## ПРИВЕДЕННЫЙ ОТРЫВОК:
'''
Ходжа-Нефес хотя и слышал об амнистии для мусульман, не рискнул объявить о себе — хитрый туркмен не забыл, как настойчиво хан добивался его выдачи. Ему удалось через земляков найти двух поручителей, помнивших его с тех давних времен, когда юный Нефес, еще не ходжа, водил в Хиву караваны от каспийского берега. Поручители гарантировали Аганамету, что пленник его — человек серьезный, и выкуп за себя обязательно пришлет. Тайком выпущенный ночью из палатки, ходжа прокрался в дом к знакомому татарину Полату, взял у него лошадь, пообещав прислать плату вместе с выкупом и еще до рассвета убрался из города.
К чести Нефеса, он не побоялся спроса грозного царя за свою так трагически закончившуюся затею. Гордый туркмен, едва избежавший смерти, опять испытывая судьбу, ехал по степи не в родные кочевья, а в так и не достроенную крепость «Святого Петра».
Рассказать русским, что войска Бековича больше нет.
'''
## ЗАПИСАННЫЕ ДАННЫЕ:
'''
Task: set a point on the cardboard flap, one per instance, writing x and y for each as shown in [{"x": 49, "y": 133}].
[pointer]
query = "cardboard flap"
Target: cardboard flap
'''
## ЦЕЛЬ 1:
Ответьте коротко на вопросы по отрывку о Ходже-Нефесе:
(a) У кого Нефес взял лошадь, когда тайком покинул город?
(b) Что поручители гарантировали Аганамету?
(c) Куда ехал Нефес по степи?
## ЦЕЛЬ 2:
Продолжите отрывок о Ходже-Нефесе, начав сразу после его последнего предложения.
Данные никак не связаны с отрывком.

## РЕЗУЛЬТАТ 1:
(a) У знакомого татарина Полата.
(b) Что его пленник — человек серьезный и обязательно пришлет за себя выкуп.
(c) В недостроенную крепость «Святого Петра».

## РЕЗУЛЬТАТ 2:
Гурьевский казак, татарин Алтын Усейнов был отпущен вместе с другими мусульманами. Перед уходом он рискнул, пробрался к виселицам и видел там, рядом со страшными чучелами, водруженные на пиках головы Салманова и Экономова. Но головы Бековича, как он честно рассказал на допросе, не приметил. Естественно — ее в то время уже везли в Бухару.
Казаку Федору Емельянову удалось ускользнуть еще во время резни.
Казак Михаил Белотелкин во время истребления своего отряда был ранен и потерял сознание. Очнувшись, он увидел, что лежит среди трупов. Белотелкин поднялся и медленно побрел на север — в сторону Гурьева.
Эти четверо — Нефес, Усейнов, Емельянов и Белотелкин — были единственными, кто вернулись в Астрахань. Четверо из трехтысячного отряда князя Александра Бековича Черкасского. Из протоколов их допросов мы и знаем подробности этого страшного рейда.
Но первым о гибели отряда Бековича астраханскому градоначальнику сообщил не кто иной, как уже известный нам «состоящий для особых поручений» калмык Бакша. Хитрый калмыцкий вождь Аюка по-прежнему не любил складывать все яйца в одну корзину, предпочитая подстраховаться со всех сторон.
Вот и вся история. Она получилась неказистой и неправильной: ни тебе морали, ни отмщения злодею, и не случайно ее уже мало кто помнит.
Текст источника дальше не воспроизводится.